▶ _EXTRACTED TEXT_
7 Lessons from building a Large Language Model summarization tool

Discover 7 lessons from building an AI summarization tool using GPT-4 and Claude 3. Explore challenges with dates, memory, input formatting, latency, and tips to optimize LLM performance.

Myriam Debahy

May 21, 2024 . 10 min read

Imagine reaching your inbox after a long day, drowning in a sea of unread emails, Slack threads, and meeting notes. Extracting vital information and taking action feels impossible. This information overload not only consumes valuable time but also makes it difficult to identify critical information and act upon it effectively. To tackle this challenge, we developed LunaVista, an AI-powered extraction and summarization solution using Large Language Models (LLMs).

What initially seemed as straightforward as submitting a thread to ChatGPT, turned out to be a complex project with challenges related to the current state and capabilities of LLM models. After weeks of dedicated work, extensive prompt iterations, and processing millions of tokens, we want to share the key lessons learned in the process.

High level overview of LunaVista’s POC

Use cases:
- Summarize: automate executive summaries tailored to different audiences (e.g. Leadership, Marketing, Sales, Product teams) providing a concise overview of project progress.
- Extract and classify: generate structured project status reports encompassing risks, decisions, recent progress, and upcoming priorities.
- Answer (soon): provide succinct and relevant answers to any project-related questions.
Model: GPT4 on Azure Open AI
- We chose Azure OpenAI because, in addition to granting access to OpenAI models, it has a strong focus on meeting enterprise customers' requirements, such as availability, security, privacy, and compliance in the production environment.
- Note: we are currently heavily testing the latest release of Anthropic - Claude 3 Opus - which delivers very promising results on large structured input (see lesson #3).
We built the app on Streamlit for its fast prototyping capabilities, seamless integration with LLM APIs, and efficient feedback capturing mechanisms.

Main challenges encountered

Incompleteness: the model often omitted important information and struggled to extract all entities, leading to incomplete summaries and reports.

▶ _WHAT IS REQUIRED_
Continue the article on building an LLM summarization tool from the end of its excerpt above.

▶ _GIVEN RECORDS_
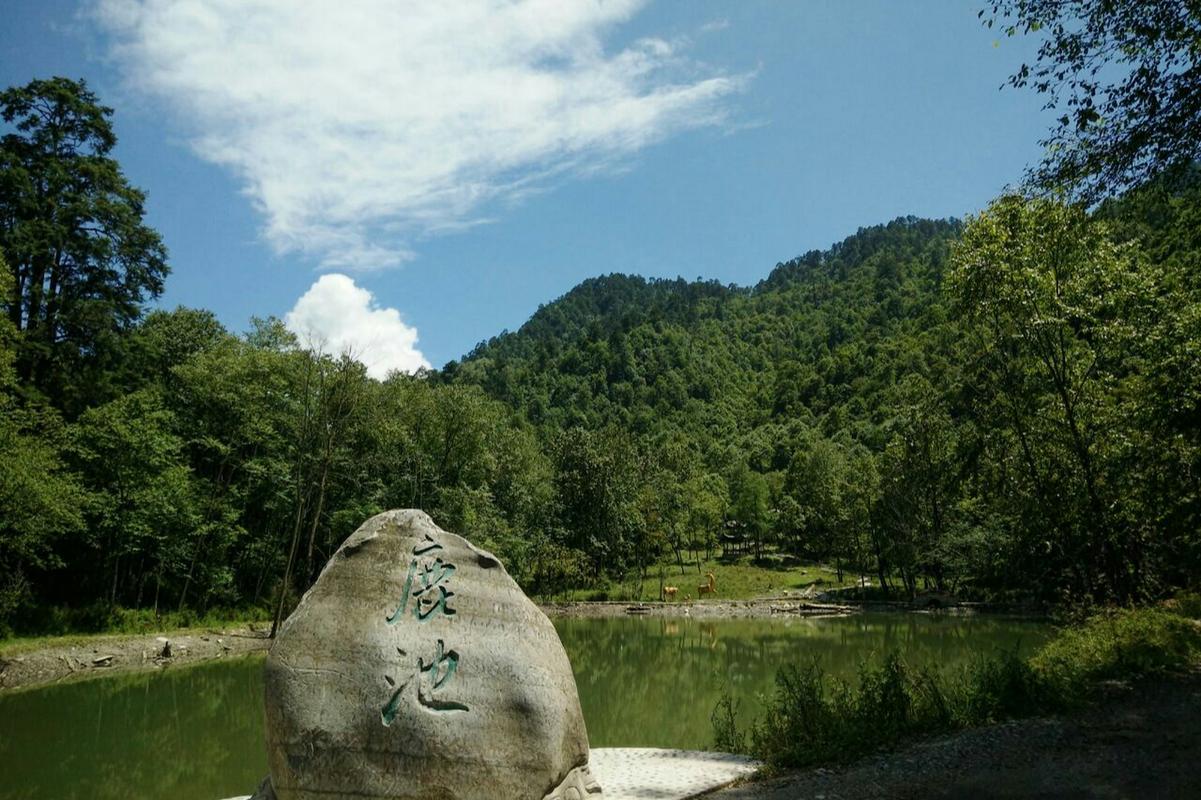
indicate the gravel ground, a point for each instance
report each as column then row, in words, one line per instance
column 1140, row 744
...
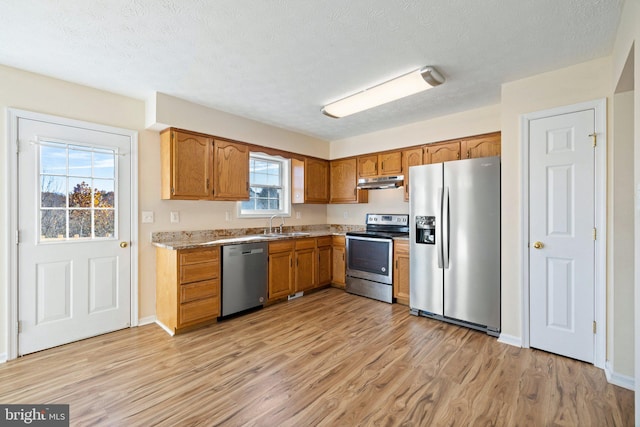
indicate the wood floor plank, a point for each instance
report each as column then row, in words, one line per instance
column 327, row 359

▶ _SOLVED EXERCISE_
Stability: results diverged across multiple runs, even with temperature set to zero, making it difficult to achieve consistent outputs.
Chronology of events: the model struggled to capture the chronological sequence of events and extract the latest state of a specific event (e.g. a decision or risk) previously mentioned in the thread, impacting the accuracy of the generated reports.
Computing deadlines and timelines: the model struggled to compute exact dates like 'next Tuesday' or 'next Monday' based on the date a message or email was sent, leading to incorrect deadline calculations.‍
Latency: in some cases, latency could exceed 1 minute (!), implying a suboptimal user experience.

⚠️ These challenges were more pronounced with larger input sizes, such as lengthy email threads (~ 10+ emails).

Lesson #1: LLMs struggle with dates

LLMs generate human-like text by predicting the most probable next word or sequence of words based on the input and their training data. They struggle with date-based reasoning because their training data lacks consistent representations of time and chronology, making it difficult for them to learn the logical rules involved in tracking dates, deadlines, and scheduling over time. For instance, when an email mentions a deadline for "next Monday," the model fails to determine the corresponding date.

💡 Tip: to overcome this issue, provide the model with today's date and the corresponding day of the week. Instruct the model on how to compute deadlines:

{"role": "system", "content": "Make sure you compute deadlines and due dates correctly. You should compute them from the date of the message that mentions this deadline or due date. For example, if an email from 4 April 2024, mentions a deadline for 'next Tuesday,' then the deadline = Tuesday 9 April 2024. As a reminder, today's date is "+ today.strftime("%d %B %Y") +" and the day is "+today.strftime("%A")}

Lesson #2: LLMs have a “short memory”

When dealing with long input, LLMs tend to forget parts of the information, especially the middle section. They focus primarily on the beginning and on the end of the input.

💡 Tips:

Repeat multiple times the important guidelines and points where the model fails.
Use capital letters to draw attention to specific guidelines.
Explicitly ask the model to consider the entire document.
End by saying to the model that it missed some information and that it should repeat the work.

You could for example add this instruction in the prompt:

"IMPORTANT: Please make sure to consider the ENTIRE email thread when generating the summary. Make sure to include information from the middle of the thread, as it may contain crucial details."

.. and this last user message:

{"role": "user", "content":“You missed some information. Make sure to read THE WHOLE TEXT, PAY ATTENTION TO THE CHRONOLOGICAL SEQUENCE OF EVENTS and repeat the work"}

Lesson #3: Claude 3 Opus outperforms GPT 4 on large, structured input

With lengthy email threads, the model often omitted crucial information and failed to capture the chronological sequence of events correctly. For instance, it would flag a risk as open although it was mitigated a few messages later. Despite multiple iterations and various prompt engineering techniques - including splitting the prompts into smaller subtasks, providing examples etc. - we struggled to enhance GPT4's performance on long email threads.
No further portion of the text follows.